■ REQUIREMENT 1
Say whether each statement agrees with the text on permutation testing for correlation, answering yes or no and quoting the words that decide it: (a) the alternative hypothesis is two-tailed; (b) the broccoli and IQ figures come from real measurements; (c) the data cover 25 individuals.
■ REQUIREMENT 2
From the text on permutation testing for correlation, reproduce everything from "We are interested in whether people" down to "for each individual.".

■ GIVEN TEXT
1.9. Permutation test for correlation#

In the previous examples we used permutation testing to assess the significance of a difference between groups (difference of means or mean difference).

Permutation testing can also be used to assess the statistical significance of a correlation.

As a reminder, a correlation can occur only in paired designs, as when two variables are correlated, it means that an individual’s score on one variable is related to their score on the other variable.

Correlations can be interesting in themselves (do students who score highly on English tests also score highly on maths tests?; do people who eat more broccli have greater bone density?).

They can also reflect the fact that experimental measures often depend on factors other than the one we are manipulating (sometimes called confounding factors), which are what we try to control for by using a paired design. For example if we are interested in whether men earn more than women, we might use a paired design comparing brothers and sisters to take into account the very important effects of parental occupation and education on earnings which mean that high-earning brothers often have high-earning sisters. The fact that brothers’ and sisters’ earnings are correlated actually reflects the confounds that we want to ‘cancel out’ by using a paired design to test gender differences.

1.9.1. Set up Python libraries#

As usual, run the code cell below to import the relevant Python libraries

# Set-up Python libraries - you need to run this but you don't need to change it
import numpy as np
import matplotlib.pyplot as plt
import scipy.stats as stats
import pandas as pd
import seaborn as sns
sns.set_theme(style='white')
import statsmodels.api as sm
import statsmodels.formula.api as smf

1.9.2. Toy example#

[A toy example is an example with a very small dataset, just to show how it works]

We are interested in whether people who eat more broccoli have higher IQs.

Question & design#

We hypothesise that those wo eat more broccoli ave higher IQs

This is tecnically a repeated measures design as we have two measurements (broccoli consumption and IQ) for each individual.

Hypotheses#

We can state our hypotheses as follows:

\(\mathcal{H_o}:\) There is no relationsip between broccoli consumption and IQ

  • the correlation, Pearson’s \(r=0\)

\(\mathcal{H_a}:\) Those with higher broccoli consumption have higher IQ

  • the correlation, Pearson’s \(r>0\)

This is a one-tailed (directional) alternative hypothesis

Data#

The following made-up data give weekly broccoli consumption in grams and IQ for 25 individuals:

broccoli = pd.read_csv('https://raw.githubusercontent.com/jillxoreilly/StatsCourseBook_2024/main/data/broccoli.csv')

■ DATASET CONTENT
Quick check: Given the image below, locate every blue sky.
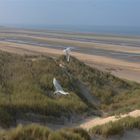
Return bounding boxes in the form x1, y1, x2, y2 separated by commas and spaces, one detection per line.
0, 0, 140, 27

■ CORRECT RESPONSE 1
(a) No: "This is a one-tailed (directional) alternative hypothesis"
(b) No: "The following made-up data"
(c) Yes: "IQ for 25 individuals"

■ CORRECT RESPONSE 2
We are interested in whether people who eat more broccoli have higher IQs.

Question & design#

We hypothesise that those wo eat more broccoli ave higher IQs

This is tecnically a repeated measures design as we have two measurements (broccoli consumption and IQ) for each individual.